→ What this task involves
If a line in the data below holds the word "then", copy it.
══════════════════════════════
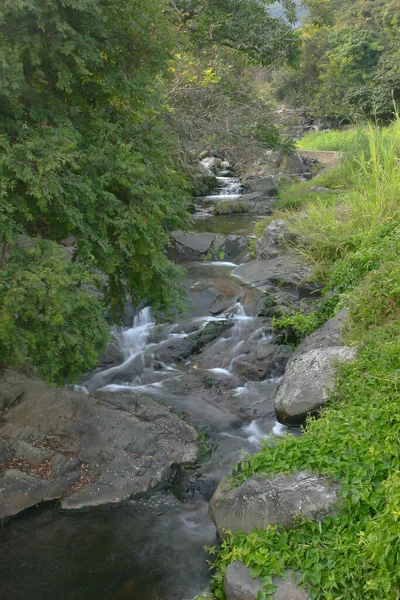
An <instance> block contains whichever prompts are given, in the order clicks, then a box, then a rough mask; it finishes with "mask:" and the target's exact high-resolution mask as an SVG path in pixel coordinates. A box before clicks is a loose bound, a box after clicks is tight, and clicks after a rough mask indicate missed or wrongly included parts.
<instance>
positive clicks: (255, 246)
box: [249, 217, 272, 258]
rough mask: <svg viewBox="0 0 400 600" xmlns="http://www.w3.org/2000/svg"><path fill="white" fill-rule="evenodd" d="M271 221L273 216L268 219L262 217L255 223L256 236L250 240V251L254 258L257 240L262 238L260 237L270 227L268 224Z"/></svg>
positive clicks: (252, 255) (255, 231) (249, 244)
mask: <svg viewBox="0 0 400 600" xmlns="http://www.w3.org/2000/svg"><path fill="white" fill-rule="evenodd" d="M271 221H272V217H267V218H266V219H260V220H259V221H257V223H256V224H255V225H254V237H252V238H251V240H250V242H249V251H250V255H251V256H252V258H255V257H256V243H257V240H258V239H260V237H261V236H262V234H263V233H264V231H265V229H266V228H267V227H268V225H269V224H270V223H271Z"/></svg>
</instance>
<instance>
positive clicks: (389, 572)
mask: <svg viewBox="0 0 400 600" xmlns="http://www.w3.org/2000/svg"><path fill="white" fill-rule="evenodd" d="M399 132H400V123H399V120H398V119H397V120H396V121H395V122H394V123H393V124H392V125H391V126H390V127H388V128H387V129H385V130H380V129H379V128H377V127H369V128H366V129H365V136H363V141H362V143H360V144H359V146H358V149H356V152H355V153H354V155H353V156H352V157H351V159H346V164H343V165H342V166H341V167H339V170H340V169H342V171H341V172H342V174H343V173H345V174H346V178H347V180H346V188H347V192H346V194H344V195H338V196H337V199H336V203H333V202H329V203H326V202H325V201H324V200H323V197H322V195H321V196H315V197H314V199H313V200H309V201H308V202H306V203H305V204H302V206H301V215H299V214H298V215H297V216H296V213H295V212H294V211H293V210H292V211H290V212H289V211H287V215H290V219H289V220H288V223H289V226H290V227H291V228H292V229H293V231H294V232H295V233H296V235H297V236H298V237H297V248H298V250H299V251H300V252H302V253H303V254H305V255H306V256H307V257H308V258H309V259H310V260H312V262H313V263H314V265H315V266H316V269H317V272H318V274H319V276H320V277H322V278H323V280H324V282H325V285H326V290H325V291H329V292H330V294H329V295H327V296H325V298H324V299H323V300H322V302H321V304H320V306H319V308H318V309H317V311H316V313H311V314H310V315H309V316H308V315H302V314H300V315H299V314H297V315H296V314H294V315H292V316H291V315H289V316H288V315H285V317H284V320H285V322H283V320H281V322H280V323H279V322H278V323H277V324H276V325H277V326H288V324H291V325H294V326H297V332H298V336H299V338H301V337H302V336H303V337H304V336H305V335H306V334H308V333H310V332H311V331H312V330H313V329H315V328H316V327H317V326H318V325H319V324H321V323H322V322H324V321H325V320H326V319H327V318H329V317H330V316H332V315H333V314H334V313H335V312H336V311H338V310H339V309H340V308H342V307H343V306H347V307H348V310H349V317H348V320H347V325H346V329H345V333H344V337H345V339H344V341H345V343H348V344H350V345H352V344H356V345H357V348H358V358H357V360H356V361H355V362H353V363H350V364H347V365H342V366H340V367H339V368H338V369H337V372H336V391H335V393H334V394H332V395H331V397H330V399H329V402H328V404H327V407H326V408H325V409H324V410H323V412H322V413H321V416H320V418H319V419H315V418H310V419H308V421H307V424H306V427H305V431H304V435H303V436H302V437H301V438H294V437H292V436H286V437H284V438H282V439H281V440H279V441H278V442H277V443H271V442H268V441H267V442H266V443H265V445H264V447H263V448H262V450H261V451H260V452H259V453H257V454H255V455H253V456H250V457H246V460H245V462H244V463H243V464H242V470H241V472H240V474H239V475H237V476H236V478H235V479H234V480H233V482H232V484H233V485H237V484H239V483H240V482H241V481H243V480H244V479H246V478H247V477H249V476H250V475H252V474H253V473H263V472H267V473H268V474H274V473H277V472H286V473H288V472H293V471H298V470H303V469H307V470H308V471H311V472H313V473H316V474H320V475H327V476H330V477H333V478H334V479H338V480H339V481H340V482H341V495H342V500H341V503H340V505H339V509H338V513H337V514H336V515H335V516H330V517H328V518H326V519H324V520H323V521H322V522H320V523H314V522H311V521H305V520H302V519H301V516H299V519H298V522H297V523H296V526H295V527H294V528H293V529H292V530H286V529H282V528H277V527H271V528H268V529H266V530H265V531H254V532H253V533H251V534H249V535H247V536H246V535H244V534H243V535H241V534H239V535H238V536H236V537H234V536H230V537H228V538H227V539H226V540H225V541H224V542H223V544H222V546H221V548H220V549H219V550H218V551H217V559H216V565H217V574H216V576H215V579H214V594H215V597H216V598H223V597H224V596H223V591H222V589H223V588H222V578H223V571H224V567H225V566H226V565H227V564H229V563H230V562H232V561H234V560H241V561H243V562H244V563H245V564H246V565H248V566H250V567H251V568H252V569H253V571H254V573H255V574H257V575H259V576H261V578H262V580H263V582H264V584H265V594H263V595H261V596H263V597H265V598H267V597H269V595H270V594H272V593H273V590H274V586H273V585H272V577H273V576H274V575H282V574H283V572H284V570H285V569H287V568H292V569H295V570H299V571H300V572H301V573H302V585H304V586H305V587H306V588H307V589H308V590H309V593H310V595H311V598H312V599H313V600H322V599H323V600H347V599H349V600H350V599H354V600H377V599H378V598H379V600H398V599H399V598H400V509H399V507H400V318H399V316H400V288H399V285H400V284H399V281H400V271H399V266H398V265H399V259H400V214H399V202H400V185H399V177H400V166H399V157H400V148H399ZM334 171H335V170H333V171H332V175H333V173H334ZM337 172H338V171H336V173H337ZM300 192H302V188H300ZM293 193H294V192H293Z"/></svg>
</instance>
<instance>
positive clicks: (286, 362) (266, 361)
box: [232, 338, 288, 381]
mask: <svg viewBox="0 0 400 600" xmlns="http://www.w3.org/2000/svg"><path fill="white" fill-rule="evenodd" d="M244 351H246V350H245V349H243V348H242V349H241V355H240V356H239V357H238V358H236V359H234V360H233V361H232V371H233V373H236V374H237V375H241V376H244V377H245V378H246V379H248V380H250V381H262V380H263V379H267V378H269V377H276V376H279V375H281V374H282V373H283V371H284V369H285V365H286V363H287V361H288V357H287V355H285V354H283V353H282V352H281V351H280V349H279V346H277V345H275V344H271V342H269V341H268V339H266V338H261V339H260V340H258V342H256V343H254V344H253V345H252V348H251V349H248V353H247V354H244Z"/></svg>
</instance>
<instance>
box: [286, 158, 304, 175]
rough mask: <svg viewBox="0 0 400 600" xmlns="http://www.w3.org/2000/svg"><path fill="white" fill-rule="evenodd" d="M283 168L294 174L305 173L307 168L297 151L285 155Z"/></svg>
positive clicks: (288, 173) (288, 171)
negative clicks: (297, 152) (302, 160)
mask: <svg viewBox="0 0 400 600" xmlns="http://www.w3.org/2000/svg"><path fill="white" fill-rule="evenodd" d="M281 169H282V171H283V172H284V173H285V174H286V175H292V176H293V175H294V176H296V175H303V173H304V172H305V170H306V169H305V165H304V163H303V161H302V159H301V157H300V156H299V155H298V154H297V153H296V152H295V153H293V154H289V155H285V156H283V158H282V163H281Z"/></svg>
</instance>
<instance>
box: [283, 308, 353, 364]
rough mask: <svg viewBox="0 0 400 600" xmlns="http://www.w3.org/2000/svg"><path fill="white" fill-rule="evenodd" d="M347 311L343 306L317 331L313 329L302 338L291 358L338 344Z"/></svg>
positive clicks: (337, 344)
mask: <svg viewBox="0 0 400 600" xmlns="http://www.w3.org/2000/svg"><path fill="white" fill-rule="evenodd" d="M348 313H349V311H348V310H347V308H344V309H343V310H341V311H340V312H339V313H338V314H337V315H335V316H334V317H332V319H329V320H328V321H326V323H324V324H323V325H322V327H320V328H319V329H317V331H314V333H312V334H311V335H309V336H307V337H306V338H304V340H303V341H302V342H301V344H300V345H299V346H298V347H297V348H296V350H295V352H294V354H293V358H295V357H296V356H299V355H300V354H304V352H308V351H310V350H319V349H323V348H332V347H334V346H340V345H341V338H342V328H343V325H344V322H345V320H346V317H347V315H348Z"/></svg>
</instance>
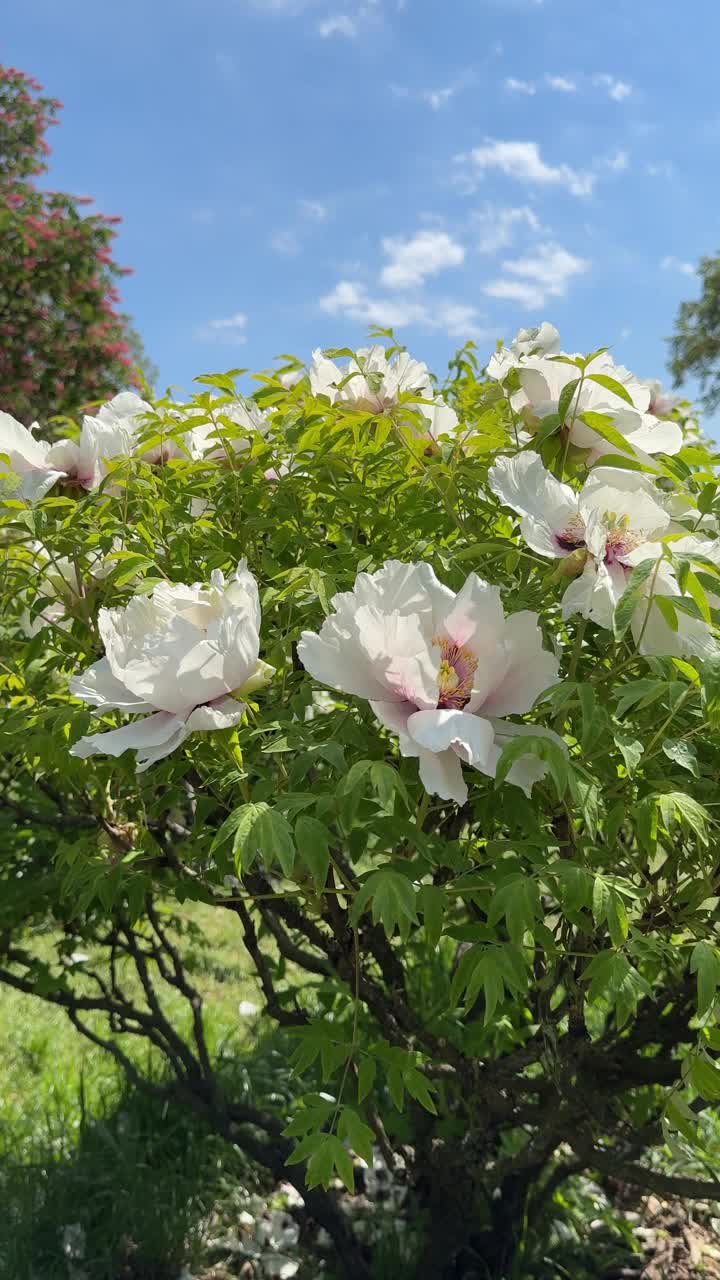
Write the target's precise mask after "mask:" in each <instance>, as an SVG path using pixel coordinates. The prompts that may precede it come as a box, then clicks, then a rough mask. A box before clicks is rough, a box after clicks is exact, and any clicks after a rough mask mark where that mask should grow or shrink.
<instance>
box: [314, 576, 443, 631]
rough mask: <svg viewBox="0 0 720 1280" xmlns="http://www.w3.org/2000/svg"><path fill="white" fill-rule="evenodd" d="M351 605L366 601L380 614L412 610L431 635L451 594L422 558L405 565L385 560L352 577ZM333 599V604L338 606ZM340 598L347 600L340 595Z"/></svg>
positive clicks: (334, 606) (346, 597) (402, 612)
mask: <svg viewBox="0 0 720 1280" xmlns="http://www.w3.org/2000/svg"><path fill="white" fill-rule="evenodd" d="M352 595H354V596H355V607H356V608H357V605H361V604H368V605H370V607H373V608H375V609H378V611H379V612H380V613H393V612H397V613H414V614H416V616H418V617H419V618H420V620H421V621H423V623H424V622H425V621H427V622H428V625H429V628H430V631H429V634H430V636H432V635H434V632H436V630H437V626H438V623H439V620H441V618H442V617H443V614H445V613H446V612H447V607H448V605H450V604H451V603H452V599H454V594H452V591H451V590H450V588H447V586H445V585H443V584H442V582H441V581H439V580H438V579H437V577H436V573H434V570H433V567H432V566H430V564H428V563H425V562H424V561H420V562H415V563H410V564H405V563H404V562H402V561H387V562H386V563H384V564H383V567H382V568H380V570H378V571H377V572H375V573H359V575H357V577H356V579H355V589H354V593H352ZM337 599H338V596H334V599H333V602H332V603H333V607H334V608H338V605H337V604H336V600H337ZM340 599H342V600H345V599H347V595H341V596H340Z"/></svg>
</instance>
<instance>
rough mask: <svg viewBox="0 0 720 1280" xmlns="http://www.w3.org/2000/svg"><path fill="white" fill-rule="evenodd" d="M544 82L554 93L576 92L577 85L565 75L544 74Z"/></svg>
mask: <svg viewBox="0 0 720 1280" xmlns="http://www.w3.org/2000/svg"><path fill="white" fill-rule="evenodd" d="M544 83H546V84H547V87H548V88H551V90H553V91H555V92H556V93H577V92H578V86H577V84H575V81H571V79H568V77H566V76H546V77H544Z"/></svg>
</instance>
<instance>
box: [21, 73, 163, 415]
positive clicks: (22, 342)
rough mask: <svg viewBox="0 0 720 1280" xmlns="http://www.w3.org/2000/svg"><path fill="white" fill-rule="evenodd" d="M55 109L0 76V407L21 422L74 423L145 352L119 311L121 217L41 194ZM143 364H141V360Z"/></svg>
mask: <svg viewBox="0 0 720 1280" xmlns="http://www.w3.org/2000/svg"><path fill="white" fill-rule="evenodd" d="M60 106H61V104H60V102H59V101H58V100H56V99H53V97H47V96H45V95H44V93H42V86H41V84H38V83H37V81H35V79H32V78H31V77H28V76H26V74H24V73H23V72H20V70H17V69H15V68H13V67H0V403H1V404H3V408H4V410H5V411H6V412H12V413H13V415H14V416H15V417H18V419H19V420H20V421H24V422H28V424H29V422H31V421H32V420H33V417H35V419H37V417H41V419H42V420H46V419H47V417H49V416H51V415H64V413H68V415H72V413H77V412H78V410H79V408H81V407H82V406H83V404H86V403H88V402H91V401H96V399H102V398H105V397H108V396H110V394H111V393H113V392H114V390H119V389H120V388H122V387H123V385H127V384H128V381H131V380H132V378H133V374H132V366H133V364H140V365H142V362H143V357H142V348H141V344H140V342H138V338H137V334H135V333H133V330H132V328H131V326H129V323H128V317H127V316H124V315H123V314H122V312H120V311H118V303H119V301H120V298H119V293H118V289H117V284H115V280H117V279H118V278H119V276H122V275H124V274H128V269H127V268H120V266H118V265H117V264H115V262H114V260H113V256H111V241H113V237H114V236H115V225H117V224H118V223H119V218H111V216H108V215H105V214H92V212H88V211H87V210H86V209H85V206H86V205H87V204H91V201H90V200H88V198H87V197H78V196H69V195H67V193H64V192H59V191H41V189H38V187H37V186H36V178H37V177H38V175H40V174H42V173H44V172H45V169H46V168H47V165H46V157H47V155H49V154H50V147H49V143H47V141H46V137H45V134H46V132H47V129H49V128H50V127H51V125H55V124H58V123H59V120H58V111H59V110H60ZM138 356H140V360H138Z"/></svg>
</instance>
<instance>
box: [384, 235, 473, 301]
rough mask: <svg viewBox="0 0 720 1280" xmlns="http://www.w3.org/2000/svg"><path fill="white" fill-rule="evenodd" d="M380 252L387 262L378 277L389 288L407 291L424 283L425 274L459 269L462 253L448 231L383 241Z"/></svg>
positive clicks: (436, 274)
mask: <svg viewBox="0 0 720 1280" xmlns="http://www.w3.org/2000/svg"><path fill="white" fill-rule="evenodd" d="M383 253H384V255H386V256H387V257H389V260H391V261H389V262H388V265H387V266H384V268H383V270H382V274H380V280H382V283H383V284H384V285H386V287H387V288H389V289H407V288H414V287H415V285H419V284H423V283H424V280H425V279H427V276H428V275H437V274H438V273H439V271H445V270H446V269H447V268H448V266H460V264H461V262H462V261H464V259H465V250H464V248H462V246H461V244H459V243H457V241H454V239H452V237H451V236H448V234H447V232H433V230H425V232H418V234H416V236H414V237H413V238H411V239H392V238H389V237H388V238H386V239H383Z"/></svg>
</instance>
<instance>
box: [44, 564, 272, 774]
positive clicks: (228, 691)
mask: <svg viewBox="0 0 720 1280" xmlns="http://www.w3.org/2000/svg"><path fill="white" fill-rule="evenodd" d="M99 626H100V635H101V637H102V640H104V643H105V657H104V658H101V659H100V662H96V663H95V664H94V666H92V667H88V669H87V671H85V672H83V673H82V675H81V676H76V677H73V678H72V680H70V682H69V689H70V692H72V694H74V696H76V698H79V699H82V700H83V701H86V703H91V704H92V705H94V707H101V708H104V709H106V710H110V709H118V710H126V712H150V713H151V714H149V716H145V717H143V718H142V719H138V721H132V722H131V723H129V724H123V727H122V728H115V730H109V731H108V732H104V733H94V735H91V736H90V737H83V739H81V740H79V742H76V745H74V746H73V748H72V754H73V755H79V756H82V758H86V756H88V755H95V754H106V755H122V753H123V751H127V750H135V751H137V759H138V768H140V771H142V769H146V768H149V765H150V764H154V763H155V760H160V759H163V756H165V755H169V754H170V751H174V749H176V748H177V746H179V745H181V742H183V741H184V739H186V737H187V736H188V733H192V732H196V731H201V732H202V731H210V730H220V728H229V727H231V726H232V724H237V722H238V721H240V719H241V717H242V713H243V710H245V704H243V703H242V701H238V700H237V699H238V698H242V696H243V695H245V694H249V692H251V691H252V690H254V689H258V687H260V686H261V685H264V684H265V682H266V681H268V678H269V676H270V675H272V671H273V668H272V667H268V664H266V663H264V662H260V660H259V646H260V603H259V598H258V586H256V582H255V579H254V577H252V575H251V573H250V572H249V570H247V566H246V563H245V561H242V562H241V563H240V564H238V567H237V571H236V573H234V575H233V577H232V579H231V580H229V582H225V580H224V577H223V575H222V573H220V572H219V571H218V570H215V571H214V572H213V575H211V580H210V585H209V586H202V585H201V584H199V582H195V584H193V585H192V586H186V585H183V584H176V582H161V584H159V585H158V586H156V588H155V589H154V591H152V595H151V596H145V595H136V596H133V599H131V600H129V603H128V604H127V605H126V607H124V608H119V609H100V617H99Z"/></svg>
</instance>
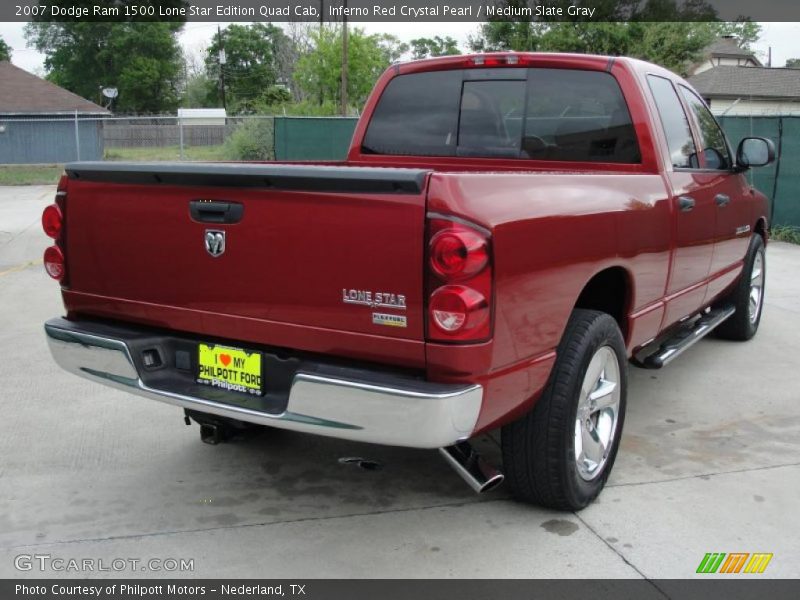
══════════════════════════════
→ Result
An <instance> block contains whichever prompts are given, in the order clicks, then a box, then a rough mask; it finishes with "mask:" and the target's exact high-resolution mask as an SVG path in pixel coordinates. A box before clicks is a loose bound, a box after clicks is tight, and clicks after a rough mask indicate missed or wrongly included parts.
Write the target's precise mask after "mask:" in each <instance>, as an SVG path using pixel coordinates. The prompts that may precede it come as a box, then clicks, then a rough mask. A box before clicks is rough, a box after clicks is exact, and any clicks after a rough mask mark where that mask should grow or shrink.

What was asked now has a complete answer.